-- Text section follows --

Buried but not yet dead, senior Labour figures are right to be haunted by the fear of a Conservative resurrection.
Harold Wilson in 1970, Neil Kinnock in 1992, Ed Miliband in 2015 and at times Jeremy Corbyn before the 2019 disaster thought they’d win – and lost.
It feels different in 2023 with Keir Starmer’s consistent huge poll leads and public patience snapping with a fourth Tory PM and 13 years of failure.
Yet Rishi Sunak rising from the grave is still chillingly possible if improbable, delaying until autumn next year a General Election that could be constitutionally as late as January 2025, providing many of Wilson’s long weeks in politics and myriad chances for Harold Macmillan’s mood-altering events.
A prominent Labour frontbencher confided in me that he suffers nightmares about the Tories somehow coming out on top in the fifth contest on the trot. “It’s terrifying, I couldn’t bear it,” he said.
“And it would be so cruel. Keir tells us there must be no complacency. He’s right, of course. The dread gnaws away at you.”

-- Text section concluded --

● Aim of the task:
Continue the piece on Labour's fear of a Conservative comeback, starting after its last sentence.

-- Material shown follows --

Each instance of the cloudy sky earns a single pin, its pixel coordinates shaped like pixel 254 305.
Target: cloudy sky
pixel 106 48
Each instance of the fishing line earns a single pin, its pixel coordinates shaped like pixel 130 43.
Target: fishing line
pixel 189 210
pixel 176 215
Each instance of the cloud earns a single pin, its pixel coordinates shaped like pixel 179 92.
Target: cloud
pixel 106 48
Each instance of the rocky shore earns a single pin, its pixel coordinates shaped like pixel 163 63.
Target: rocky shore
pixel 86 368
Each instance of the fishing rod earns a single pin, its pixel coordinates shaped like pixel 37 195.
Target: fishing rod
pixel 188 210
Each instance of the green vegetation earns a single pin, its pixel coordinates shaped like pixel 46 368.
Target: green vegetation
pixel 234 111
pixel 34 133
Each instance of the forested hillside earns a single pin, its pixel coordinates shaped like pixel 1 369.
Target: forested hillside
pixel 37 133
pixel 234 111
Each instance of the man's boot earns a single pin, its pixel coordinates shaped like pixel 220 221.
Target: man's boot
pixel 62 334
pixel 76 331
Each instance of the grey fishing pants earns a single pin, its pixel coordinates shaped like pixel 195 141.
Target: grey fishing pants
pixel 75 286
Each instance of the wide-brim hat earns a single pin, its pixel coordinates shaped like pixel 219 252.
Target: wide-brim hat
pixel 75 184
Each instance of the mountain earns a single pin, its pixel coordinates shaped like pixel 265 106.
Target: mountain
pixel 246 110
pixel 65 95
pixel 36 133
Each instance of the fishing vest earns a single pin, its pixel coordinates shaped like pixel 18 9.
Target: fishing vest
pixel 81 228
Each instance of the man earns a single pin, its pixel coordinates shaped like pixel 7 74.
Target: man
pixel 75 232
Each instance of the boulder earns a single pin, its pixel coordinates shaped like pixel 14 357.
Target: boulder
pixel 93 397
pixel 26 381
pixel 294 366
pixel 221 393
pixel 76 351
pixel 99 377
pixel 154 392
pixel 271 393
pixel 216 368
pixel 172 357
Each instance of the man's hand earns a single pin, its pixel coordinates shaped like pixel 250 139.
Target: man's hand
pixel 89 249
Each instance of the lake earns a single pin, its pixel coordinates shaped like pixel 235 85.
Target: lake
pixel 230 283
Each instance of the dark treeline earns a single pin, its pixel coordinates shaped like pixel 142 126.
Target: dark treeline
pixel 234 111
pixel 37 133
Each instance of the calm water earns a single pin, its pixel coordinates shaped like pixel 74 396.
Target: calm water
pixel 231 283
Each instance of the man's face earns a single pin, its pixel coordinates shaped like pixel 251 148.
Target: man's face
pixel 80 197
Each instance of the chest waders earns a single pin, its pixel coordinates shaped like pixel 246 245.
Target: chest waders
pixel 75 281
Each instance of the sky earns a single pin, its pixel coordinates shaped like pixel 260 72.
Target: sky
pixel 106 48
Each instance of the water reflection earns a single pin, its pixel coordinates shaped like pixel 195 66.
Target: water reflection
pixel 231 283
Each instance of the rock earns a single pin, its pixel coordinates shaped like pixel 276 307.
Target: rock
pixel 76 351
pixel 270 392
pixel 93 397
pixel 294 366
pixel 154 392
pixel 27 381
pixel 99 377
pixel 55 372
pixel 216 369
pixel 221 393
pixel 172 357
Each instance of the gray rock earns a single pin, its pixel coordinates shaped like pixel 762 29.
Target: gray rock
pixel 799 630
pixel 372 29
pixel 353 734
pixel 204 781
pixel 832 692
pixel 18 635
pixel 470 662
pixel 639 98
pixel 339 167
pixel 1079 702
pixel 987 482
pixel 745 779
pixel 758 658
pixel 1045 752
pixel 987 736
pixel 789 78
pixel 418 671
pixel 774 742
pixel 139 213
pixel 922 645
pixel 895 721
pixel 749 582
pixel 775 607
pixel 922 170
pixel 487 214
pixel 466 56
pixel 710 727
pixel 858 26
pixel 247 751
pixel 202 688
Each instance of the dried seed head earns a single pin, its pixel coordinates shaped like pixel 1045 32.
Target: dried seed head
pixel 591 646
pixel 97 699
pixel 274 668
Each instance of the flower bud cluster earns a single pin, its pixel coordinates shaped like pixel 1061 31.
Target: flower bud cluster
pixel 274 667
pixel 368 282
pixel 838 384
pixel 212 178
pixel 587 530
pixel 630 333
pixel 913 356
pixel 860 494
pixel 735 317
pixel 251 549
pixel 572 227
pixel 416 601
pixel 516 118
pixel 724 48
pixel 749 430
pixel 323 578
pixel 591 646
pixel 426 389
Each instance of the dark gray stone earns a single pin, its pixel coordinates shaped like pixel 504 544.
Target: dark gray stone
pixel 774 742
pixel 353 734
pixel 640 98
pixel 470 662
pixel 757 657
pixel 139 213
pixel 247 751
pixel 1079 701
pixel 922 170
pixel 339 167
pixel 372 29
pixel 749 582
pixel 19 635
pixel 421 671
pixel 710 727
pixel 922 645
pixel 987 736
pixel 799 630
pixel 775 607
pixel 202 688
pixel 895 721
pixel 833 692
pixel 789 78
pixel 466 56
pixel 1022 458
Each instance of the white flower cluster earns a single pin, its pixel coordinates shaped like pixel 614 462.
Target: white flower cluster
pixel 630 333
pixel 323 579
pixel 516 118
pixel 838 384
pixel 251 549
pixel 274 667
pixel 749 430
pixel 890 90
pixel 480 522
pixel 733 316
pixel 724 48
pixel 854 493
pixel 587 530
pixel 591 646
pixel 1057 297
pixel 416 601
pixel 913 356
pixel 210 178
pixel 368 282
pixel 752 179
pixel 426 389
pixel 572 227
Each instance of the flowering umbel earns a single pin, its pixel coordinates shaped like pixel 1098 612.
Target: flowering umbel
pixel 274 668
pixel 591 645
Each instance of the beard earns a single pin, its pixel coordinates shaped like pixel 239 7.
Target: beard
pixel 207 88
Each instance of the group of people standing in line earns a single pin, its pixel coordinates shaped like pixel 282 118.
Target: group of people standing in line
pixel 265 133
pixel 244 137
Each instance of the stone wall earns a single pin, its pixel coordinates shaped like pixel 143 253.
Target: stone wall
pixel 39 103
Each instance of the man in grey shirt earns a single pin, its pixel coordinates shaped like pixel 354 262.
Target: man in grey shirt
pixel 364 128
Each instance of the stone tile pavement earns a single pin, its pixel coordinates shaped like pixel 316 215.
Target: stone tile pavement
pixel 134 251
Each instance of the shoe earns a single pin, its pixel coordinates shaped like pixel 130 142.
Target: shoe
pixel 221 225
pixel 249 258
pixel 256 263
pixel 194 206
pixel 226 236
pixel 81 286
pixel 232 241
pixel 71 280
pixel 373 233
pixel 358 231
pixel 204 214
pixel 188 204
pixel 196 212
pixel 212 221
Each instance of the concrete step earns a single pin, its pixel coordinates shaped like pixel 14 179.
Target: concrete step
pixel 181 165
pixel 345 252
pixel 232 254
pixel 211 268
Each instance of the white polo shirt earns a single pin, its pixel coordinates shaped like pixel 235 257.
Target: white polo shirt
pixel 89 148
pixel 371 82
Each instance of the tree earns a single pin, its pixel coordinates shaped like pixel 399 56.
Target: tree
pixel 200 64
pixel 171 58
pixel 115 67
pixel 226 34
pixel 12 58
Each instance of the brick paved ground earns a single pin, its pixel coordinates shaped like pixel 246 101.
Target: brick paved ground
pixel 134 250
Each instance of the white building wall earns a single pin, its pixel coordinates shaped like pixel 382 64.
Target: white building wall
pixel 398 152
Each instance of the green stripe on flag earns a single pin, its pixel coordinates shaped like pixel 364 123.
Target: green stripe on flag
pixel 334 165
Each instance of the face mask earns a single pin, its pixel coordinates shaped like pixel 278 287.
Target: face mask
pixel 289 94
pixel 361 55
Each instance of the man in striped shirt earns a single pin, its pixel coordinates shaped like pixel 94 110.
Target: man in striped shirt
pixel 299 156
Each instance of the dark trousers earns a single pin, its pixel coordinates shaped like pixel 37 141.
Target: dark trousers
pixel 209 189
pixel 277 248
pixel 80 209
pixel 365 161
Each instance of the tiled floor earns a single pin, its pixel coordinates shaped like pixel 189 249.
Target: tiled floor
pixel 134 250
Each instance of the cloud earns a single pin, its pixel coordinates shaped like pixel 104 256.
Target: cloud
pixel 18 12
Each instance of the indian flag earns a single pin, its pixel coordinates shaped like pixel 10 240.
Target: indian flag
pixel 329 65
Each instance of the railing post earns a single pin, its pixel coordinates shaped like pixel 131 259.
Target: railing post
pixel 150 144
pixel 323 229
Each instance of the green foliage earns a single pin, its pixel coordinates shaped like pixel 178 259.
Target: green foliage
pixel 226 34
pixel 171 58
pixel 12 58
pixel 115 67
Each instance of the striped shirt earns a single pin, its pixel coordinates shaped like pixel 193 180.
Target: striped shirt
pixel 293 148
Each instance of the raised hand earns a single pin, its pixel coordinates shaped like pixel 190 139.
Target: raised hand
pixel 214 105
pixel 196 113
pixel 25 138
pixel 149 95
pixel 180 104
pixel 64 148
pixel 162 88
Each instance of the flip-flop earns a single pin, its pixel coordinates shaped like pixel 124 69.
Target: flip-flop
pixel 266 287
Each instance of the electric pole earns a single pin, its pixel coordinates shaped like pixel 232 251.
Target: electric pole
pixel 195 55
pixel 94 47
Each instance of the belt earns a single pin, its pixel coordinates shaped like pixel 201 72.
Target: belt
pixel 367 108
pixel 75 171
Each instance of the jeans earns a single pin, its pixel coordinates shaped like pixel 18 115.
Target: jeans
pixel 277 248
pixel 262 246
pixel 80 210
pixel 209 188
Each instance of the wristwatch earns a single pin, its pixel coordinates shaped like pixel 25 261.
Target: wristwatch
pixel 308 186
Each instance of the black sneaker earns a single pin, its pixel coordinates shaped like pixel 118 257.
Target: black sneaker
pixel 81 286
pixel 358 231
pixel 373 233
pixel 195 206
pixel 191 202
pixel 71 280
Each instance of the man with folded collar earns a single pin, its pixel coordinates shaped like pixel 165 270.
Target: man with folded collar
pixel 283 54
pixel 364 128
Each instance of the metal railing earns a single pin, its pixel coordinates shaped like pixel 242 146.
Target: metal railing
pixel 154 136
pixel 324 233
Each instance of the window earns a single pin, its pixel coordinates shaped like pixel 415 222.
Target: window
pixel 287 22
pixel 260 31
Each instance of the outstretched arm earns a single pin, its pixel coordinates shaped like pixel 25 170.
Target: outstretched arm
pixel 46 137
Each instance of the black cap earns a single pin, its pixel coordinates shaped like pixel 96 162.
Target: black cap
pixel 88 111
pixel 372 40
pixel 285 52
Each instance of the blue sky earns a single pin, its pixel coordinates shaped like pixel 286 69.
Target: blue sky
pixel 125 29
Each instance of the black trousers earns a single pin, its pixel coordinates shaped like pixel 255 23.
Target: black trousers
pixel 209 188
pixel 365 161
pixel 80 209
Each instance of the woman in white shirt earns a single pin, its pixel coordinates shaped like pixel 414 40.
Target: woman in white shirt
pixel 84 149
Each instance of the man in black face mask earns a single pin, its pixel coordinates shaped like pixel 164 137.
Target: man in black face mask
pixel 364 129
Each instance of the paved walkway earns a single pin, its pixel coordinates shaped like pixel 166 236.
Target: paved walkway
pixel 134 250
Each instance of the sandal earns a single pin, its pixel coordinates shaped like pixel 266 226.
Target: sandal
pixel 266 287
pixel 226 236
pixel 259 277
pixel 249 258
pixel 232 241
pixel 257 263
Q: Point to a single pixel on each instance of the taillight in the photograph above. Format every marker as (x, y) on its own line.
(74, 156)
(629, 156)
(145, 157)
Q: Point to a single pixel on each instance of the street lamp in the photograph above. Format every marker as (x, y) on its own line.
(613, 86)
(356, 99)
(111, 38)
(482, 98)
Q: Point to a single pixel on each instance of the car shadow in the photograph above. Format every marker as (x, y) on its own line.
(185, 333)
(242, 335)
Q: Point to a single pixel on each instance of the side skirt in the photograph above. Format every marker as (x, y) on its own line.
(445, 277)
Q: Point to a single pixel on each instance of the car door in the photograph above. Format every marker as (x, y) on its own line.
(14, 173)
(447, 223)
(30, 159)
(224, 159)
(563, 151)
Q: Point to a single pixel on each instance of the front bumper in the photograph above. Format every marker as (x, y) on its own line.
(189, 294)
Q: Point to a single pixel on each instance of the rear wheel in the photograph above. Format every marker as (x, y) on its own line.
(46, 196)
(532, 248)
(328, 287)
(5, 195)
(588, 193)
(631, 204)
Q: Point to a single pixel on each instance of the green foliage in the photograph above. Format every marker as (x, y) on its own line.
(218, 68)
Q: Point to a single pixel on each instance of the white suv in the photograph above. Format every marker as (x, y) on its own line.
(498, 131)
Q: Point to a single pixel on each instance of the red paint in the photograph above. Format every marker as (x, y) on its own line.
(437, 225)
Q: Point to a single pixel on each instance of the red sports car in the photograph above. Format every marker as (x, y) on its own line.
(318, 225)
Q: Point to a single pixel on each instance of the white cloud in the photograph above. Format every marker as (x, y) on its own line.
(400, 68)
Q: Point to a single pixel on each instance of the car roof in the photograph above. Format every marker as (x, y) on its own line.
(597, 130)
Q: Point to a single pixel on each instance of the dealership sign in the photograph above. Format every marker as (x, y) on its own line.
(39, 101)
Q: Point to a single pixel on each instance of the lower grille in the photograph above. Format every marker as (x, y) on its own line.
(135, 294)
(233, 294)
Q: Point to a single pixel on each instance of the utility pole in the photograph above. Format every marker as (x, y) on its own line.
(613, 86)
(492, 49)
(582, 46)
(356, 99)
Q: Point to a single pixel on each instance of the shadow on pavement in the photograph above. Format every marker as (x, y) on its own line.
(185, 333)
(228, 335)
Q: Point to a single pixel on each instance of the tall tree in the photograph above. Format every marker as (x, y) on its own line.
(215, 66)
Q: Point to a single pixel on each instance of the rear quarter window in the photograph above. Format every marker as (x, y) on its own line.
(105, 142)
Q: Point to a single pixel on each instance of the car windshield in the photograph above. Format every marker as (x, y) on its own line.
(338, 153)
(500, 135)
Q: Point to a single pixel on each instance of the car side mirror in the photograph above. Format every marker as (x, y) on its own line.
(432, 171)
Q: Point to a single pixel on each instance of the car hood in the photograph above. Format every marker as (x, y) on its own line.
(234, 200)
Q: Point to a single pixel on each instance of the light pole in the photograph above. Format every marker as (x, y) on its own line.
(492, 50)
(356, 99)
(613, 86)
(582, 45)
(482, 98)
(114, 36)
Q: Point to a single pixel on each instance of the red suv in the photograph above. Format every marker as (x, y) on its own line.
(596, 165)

-- Material shown concluded --

● Exercise result:
The plot for a Tory comeback sketched by the Labour frontbencher includes the economy growing again, the NHS recovering, strikes and Channel boat crossings ending, and exploiting social divisions in areas such as trans rights. Presenting President Rishi as superior to a PM Starmer is key.
None of that may work.
Obviously, Covid and the invasion of Ukraine don’t explain why we’re doing worse than similar nations.
The Tories really did crash the economy last year.
The NHS was buckling before the pandemic after a decade of Tory underfunding. And promising to cut tax after hiking it won’t feel credible.
Starmer’s responding to those poll leads with caution rather than boldness, creating dissenting mumbles in his party. But right now it’s his way or no way, imposing iron discipline.
Sunak will struggle to escape the grave.